*About this exercise:* Copy every line of the following data that includes the string "sneaker".

*Data in this exercise:*
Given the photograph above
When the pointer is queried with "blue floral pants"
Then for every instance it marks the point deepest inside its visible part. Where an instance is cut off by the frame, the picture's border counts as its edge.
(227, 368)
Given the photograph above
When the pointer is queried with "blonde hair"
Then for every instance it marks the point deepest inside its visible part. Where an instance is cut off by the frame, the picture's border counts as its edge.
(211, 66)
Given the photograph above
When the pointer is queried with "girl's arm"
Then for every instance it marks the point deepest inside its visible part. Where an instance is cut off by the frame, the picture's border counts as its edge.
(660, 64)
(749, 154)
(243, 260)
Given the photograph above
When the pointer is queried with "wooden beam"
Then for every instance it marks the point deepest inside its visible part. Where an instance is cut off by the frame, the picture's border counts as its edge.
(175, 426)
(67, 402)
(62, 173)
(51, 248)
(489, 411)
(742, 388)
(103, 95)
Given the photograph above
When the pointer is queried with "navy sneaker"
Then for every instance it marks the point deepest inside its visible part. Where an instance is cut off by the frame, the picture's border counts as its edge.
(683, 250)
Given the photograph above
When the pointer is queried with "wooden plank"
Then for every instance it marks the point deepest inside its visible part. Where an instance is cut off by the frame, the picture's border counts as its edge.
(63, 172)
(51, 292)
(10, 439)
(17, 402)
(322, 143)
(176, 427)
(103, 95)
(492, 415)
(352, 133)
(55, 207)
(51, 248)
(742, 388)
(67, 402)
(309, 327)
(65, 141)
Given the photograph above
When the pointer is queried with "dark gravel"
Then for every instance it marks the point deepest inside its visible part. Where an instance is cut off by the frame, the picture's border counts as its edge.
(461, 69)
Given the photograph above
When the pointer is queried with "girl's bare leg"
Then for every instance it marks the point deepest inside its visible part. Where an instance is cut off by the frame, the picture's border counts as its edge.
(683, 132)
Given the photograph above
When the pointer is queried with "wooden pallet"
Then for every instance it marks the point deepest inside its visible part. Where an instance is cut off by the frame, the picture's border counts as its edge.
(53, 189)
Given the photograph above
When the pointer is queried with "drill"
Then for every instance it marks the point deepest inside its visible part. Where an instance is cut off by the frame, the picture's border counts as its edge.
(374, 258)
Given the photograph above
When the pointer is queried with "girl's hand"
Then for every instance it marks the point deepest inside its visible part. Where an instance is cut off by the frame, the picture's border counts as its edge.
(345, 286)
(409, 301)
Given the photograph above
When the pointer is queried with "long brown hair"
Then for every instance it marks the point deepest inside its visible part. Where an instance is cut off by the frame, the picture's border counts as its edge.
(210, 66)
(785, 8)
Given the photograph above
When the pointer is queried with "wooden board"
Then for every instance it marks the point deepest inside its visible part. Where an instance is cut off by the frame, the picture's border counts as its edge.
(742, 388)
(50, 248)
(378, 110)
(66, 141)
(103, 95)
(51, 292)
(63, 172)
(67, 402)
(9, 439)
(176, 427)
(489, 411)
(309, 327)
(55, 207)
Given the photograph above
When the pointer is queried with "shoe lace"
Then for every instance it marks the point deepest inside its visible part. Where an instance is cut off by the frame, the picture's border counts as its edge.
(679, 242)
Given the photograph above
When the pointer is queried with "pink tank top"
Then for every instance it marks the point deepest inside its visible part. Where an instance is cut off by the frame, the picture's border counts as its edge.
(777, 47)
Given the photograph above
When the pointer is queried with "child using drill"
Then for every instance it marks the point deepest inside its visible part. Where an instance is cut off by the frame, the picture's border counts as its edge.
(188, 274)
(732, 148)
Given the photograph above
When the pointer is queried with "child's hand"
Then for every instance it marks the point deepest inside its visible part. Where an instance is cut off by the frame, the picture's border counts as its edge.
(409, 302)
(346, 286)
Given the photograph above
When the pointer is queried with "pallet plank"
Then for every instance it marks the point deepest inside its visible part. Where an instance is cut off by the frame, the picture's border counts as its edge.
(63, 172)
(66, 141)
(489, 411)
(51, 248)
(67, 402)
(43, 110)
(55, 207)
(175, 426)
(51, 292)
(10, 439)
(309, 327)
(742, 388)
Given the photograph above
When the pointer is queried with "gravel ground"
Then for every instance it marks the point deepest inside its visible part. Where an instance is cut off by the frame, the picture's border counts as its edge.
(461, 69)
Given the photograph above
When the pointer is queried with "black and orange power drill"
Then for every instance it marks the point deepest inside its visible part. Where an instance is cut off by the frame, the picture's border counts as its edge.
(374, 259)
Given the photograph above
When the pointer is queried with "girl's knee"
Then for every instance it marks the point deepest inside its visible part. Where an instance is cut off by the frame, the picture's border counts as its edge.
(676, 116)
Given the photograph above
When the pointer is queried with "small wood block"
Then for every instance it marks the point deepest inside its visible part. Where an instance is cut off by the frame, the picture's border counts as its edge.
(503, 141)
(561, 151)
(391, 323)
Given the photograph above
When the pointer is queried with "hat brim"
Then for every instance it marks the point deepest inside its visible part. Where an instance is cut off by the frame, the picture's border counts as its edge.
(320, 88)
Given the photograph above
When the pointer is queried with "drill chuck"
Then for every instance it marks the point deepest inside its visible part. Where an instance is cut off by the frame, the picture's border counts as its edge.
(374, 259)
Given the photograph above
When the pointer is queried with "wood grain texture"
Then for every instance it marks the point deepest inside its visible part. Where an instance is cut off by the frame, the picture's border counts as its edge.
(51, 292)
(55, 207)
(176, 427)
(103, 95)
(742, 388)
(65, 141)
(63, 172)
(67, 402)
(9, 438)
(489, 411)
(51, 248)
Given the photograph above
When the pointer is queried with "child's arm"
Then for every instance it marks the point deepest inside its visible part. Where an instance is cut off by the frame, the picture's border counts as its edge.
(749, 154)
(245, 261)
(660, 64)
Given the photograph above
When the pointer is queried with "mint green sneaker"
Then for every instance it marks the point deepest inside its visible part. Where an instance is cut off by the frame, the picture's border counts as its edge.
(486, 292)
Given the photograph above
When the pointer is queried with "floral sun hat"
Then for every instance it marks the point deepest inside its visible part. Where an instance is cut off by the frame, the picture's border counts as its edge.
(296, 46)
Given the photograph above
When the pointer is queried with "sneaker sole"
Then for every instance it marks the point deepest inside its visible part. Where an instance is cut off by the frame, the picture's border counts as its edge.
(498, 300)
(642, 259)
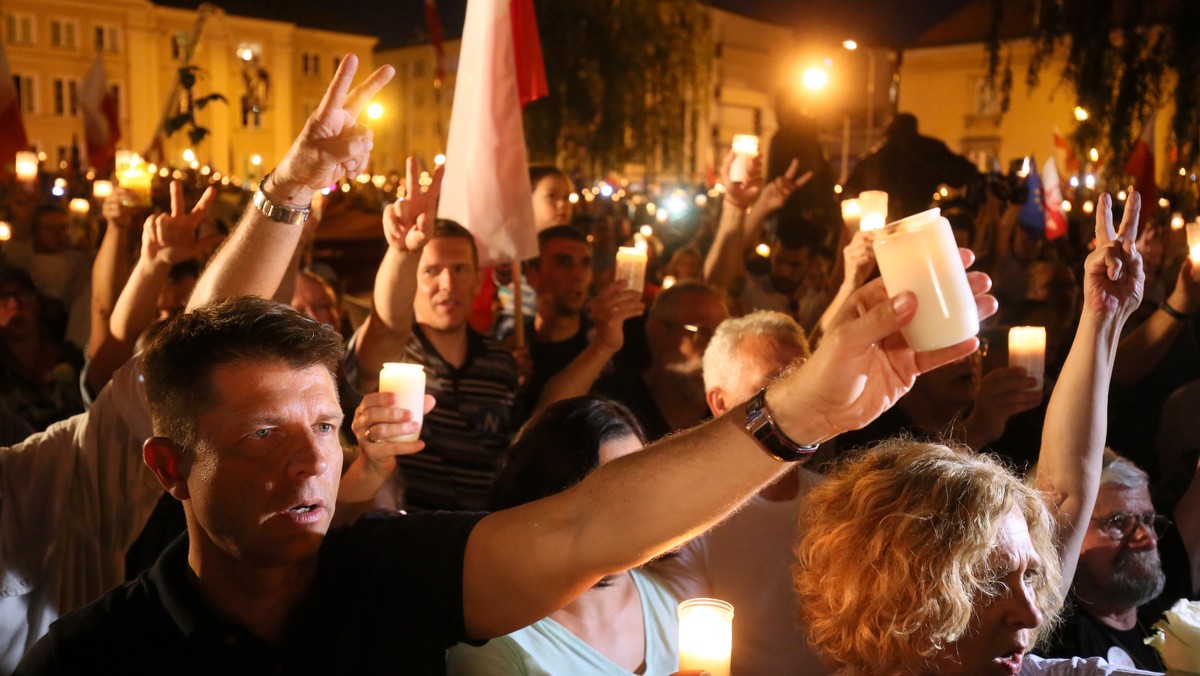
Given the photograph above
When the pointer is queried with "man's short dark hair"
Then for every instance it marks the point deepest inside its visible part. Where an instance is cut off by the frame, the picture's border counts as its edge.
(445, 227)
(180, 360)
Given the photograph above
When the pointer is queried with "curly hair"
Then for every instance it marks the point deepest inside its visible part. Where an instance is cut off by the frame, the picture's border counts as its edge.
(895, 549)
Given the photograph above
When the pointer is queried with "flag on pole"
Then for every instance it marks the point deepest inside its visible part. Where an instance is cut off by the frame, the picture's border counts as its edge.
(12, 127)
(1141, 166)
(486, 183)
(100, 125)
(1051, 192)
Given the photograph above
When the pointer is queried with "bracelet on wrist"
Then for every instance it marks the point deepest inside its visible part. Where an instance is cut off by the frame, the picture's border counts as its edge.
(1173, 312)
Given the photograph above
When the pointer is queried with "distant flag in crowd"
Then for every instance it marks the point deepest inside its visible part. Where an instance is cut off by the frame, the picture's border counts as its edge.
(1051, 192)
(486, 183)
(1032, 214)
(1141, 166)
(12, 127)
(100, 124)
(433, 25)
(1066, 153)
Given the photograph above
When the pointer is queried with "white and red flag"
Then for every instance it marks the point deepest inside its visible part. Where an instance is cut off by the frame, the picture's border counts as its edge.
(101, 129)
(12, 127)
(486, 183)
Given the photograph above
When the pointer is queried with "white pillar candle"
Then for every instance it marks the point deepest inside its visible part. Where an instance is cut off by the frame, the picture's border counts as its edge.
(631, 267)
(851, 214)
(407, 381)
(745, 147)
(706, 635)
(874, 207)
(918, 253)
(1027, 350)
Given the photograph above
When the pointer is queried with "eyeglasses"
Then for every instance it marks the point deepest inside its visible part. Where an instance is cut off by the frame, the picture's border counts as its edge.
(699, 335)
(1122, 524)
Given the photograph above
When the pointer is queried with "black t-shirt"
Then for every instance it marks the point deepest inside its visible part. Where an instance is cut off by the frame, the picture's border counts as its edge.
(387, 598)
(1081, 635)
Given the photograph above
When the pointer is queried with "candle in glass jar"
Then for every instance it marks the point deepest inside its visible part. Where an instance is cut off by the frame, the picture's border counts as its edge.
(631, 267)
(874, 208)
(407, 381)
(745, 147)
(706, 635)
(1027, 350)
(918, 253)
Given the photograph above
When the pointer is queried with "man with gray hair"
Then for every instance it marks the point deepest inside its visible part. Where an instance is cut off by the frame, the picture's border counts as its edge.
(1133, 566)
(748, 560)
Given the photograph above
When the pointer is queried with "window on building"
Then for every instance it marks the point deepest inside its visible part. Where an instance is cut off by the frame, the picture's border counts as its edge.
(27, 93)
(19, 29)
(64, 34)
(106, 37)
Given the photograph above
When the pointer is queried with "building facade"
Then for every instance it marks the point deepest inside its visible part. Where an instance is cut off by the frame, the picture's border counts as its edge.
(271, 73)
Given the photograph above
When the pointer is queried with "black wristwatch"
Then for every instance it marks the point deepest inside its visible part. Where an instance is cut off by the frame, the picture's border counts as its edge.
(766, 431)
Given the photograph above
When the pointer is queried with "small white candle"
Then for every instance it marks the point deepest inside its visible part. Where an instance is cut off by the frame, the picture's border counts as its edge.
(27, 166)
(851, 214)
(918, 253)
(874, 205)
(745, 147)
(706, 635)
(407, 381)
(631, 267)
(1027, 350)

*Response to the task:*
When the pointer is queried with "navy sneaker"
When the pointer is queried with "mint green sneaker"
When the pointer is queried with "sneaker sole"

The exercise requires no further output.